Recorded data

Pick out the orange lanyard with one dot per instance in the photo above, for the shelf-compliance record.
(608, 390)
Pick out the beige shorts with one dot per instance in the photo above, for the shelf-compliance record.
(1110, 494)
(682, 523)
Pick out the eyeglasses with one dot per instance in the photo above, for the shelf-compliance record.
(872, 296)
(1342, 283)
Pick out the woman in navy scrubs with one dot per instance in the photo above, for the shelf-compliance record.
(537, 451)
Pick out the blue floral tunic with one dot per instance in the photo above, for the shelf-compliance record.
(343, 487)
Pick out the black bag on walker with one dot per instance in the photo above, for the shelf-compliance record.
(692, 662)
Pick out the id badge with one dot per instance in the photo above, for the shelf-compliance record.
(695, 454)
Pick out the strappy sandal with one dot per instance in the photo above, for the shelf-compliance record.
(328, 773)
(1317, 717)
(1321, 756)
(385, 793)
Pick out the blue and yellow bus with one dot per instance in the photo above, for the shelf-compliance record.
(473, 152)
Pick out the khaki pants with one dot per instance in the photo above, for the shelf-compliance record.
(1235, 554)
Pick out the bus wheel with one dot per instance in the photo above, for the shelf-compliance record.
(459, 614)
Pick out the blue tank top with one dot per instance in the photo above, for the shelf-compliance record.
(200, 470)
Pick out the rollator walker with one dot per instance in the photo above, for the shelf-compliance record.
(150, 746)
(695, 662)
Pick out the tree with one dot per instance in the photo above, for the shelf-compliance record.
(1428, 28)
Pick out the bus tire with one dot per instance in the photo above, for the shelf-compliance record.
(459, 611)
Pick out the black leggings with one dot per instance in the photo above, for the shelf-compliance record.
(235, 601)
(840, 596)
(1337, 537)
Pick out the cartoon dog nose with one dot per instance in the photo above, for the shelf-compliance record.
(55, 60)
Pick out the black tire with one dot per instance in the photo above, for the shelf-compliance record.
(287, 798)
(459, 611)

» **What you need to do**
Each line of the data has to be written out exactly as it appears.

» **Finished task**
Pick out the orange lanyard with one dot per instance in the photo above, for the shelf-compliance record.
(608, 390)
Pick out the beige shorts with one dot per instance in the photo above, for the shelf-compliance record.
(1110, 494)
(682, 523)
Pick out the eyeglasses with one dot per instance in the photo above, for the shelf-compliance record.
(872, 296)
(1342, 283)
Pick out the woman in navy scrubs with one dot per instance in the photo above, for the shelf-compliance record.
(537, 451)
Pick out the blue floral tunic with one dot per instance in the photo above, for the shelf-compliance record.
(343, 487)
Pick out the black bag on walker with one dot per instance in the photo above, for the shelf-compliance record.
(692, 662)
Pick out the id badge with one dot per instance in the photo above, for the shelf-compliance record.
(695, 454)
Pick out the strappy sandal with one dot per instance in the photo above, for the shelf-compliance record.
(328, 773)
(1317, 717)
(1321, 756)
(385, 793)
Pick out the blue and yellow bus with one dot per instance in the photo above, for the shelf-compliance record.
(473, 152)
Pick out the khaki pants with one dot per instance in the photo above, for the shelf-compliance record.
(1235, 554)
Pick out the bus wheel with one dot per instance in the photo above, for the shelf-compliance record.
(459, 614)
Pick out the blue tank top with one dot per instance in the photo above, for the shelf-compliance record.
(200, 470)
Pick out the rollator walker with one dot per instance in the photo above, for the shelf-compliance record.
(150, 746)
(695, 662)
Pick out the tree with one dot per instance in the photo above, for the shelf-compliance record.
(1428, 28)
Pick out the bus tire with one dot per instance in the photo above, for the shelf-compliance record.
(459, 611)
Pick out the black leggings with one dot per instance in the photo above, for the shelf-compliance record.
(235, 601)
(840, 596)
(1337, 537)
Pick out the cartoon dog nose with one dot per instance in the photo above, for the shelf-compliance record.
(55, 60)
Pick out the black tire with one dot per instance in the photo above, for the shelf-compliance record.
(287, 798)
(459, 611)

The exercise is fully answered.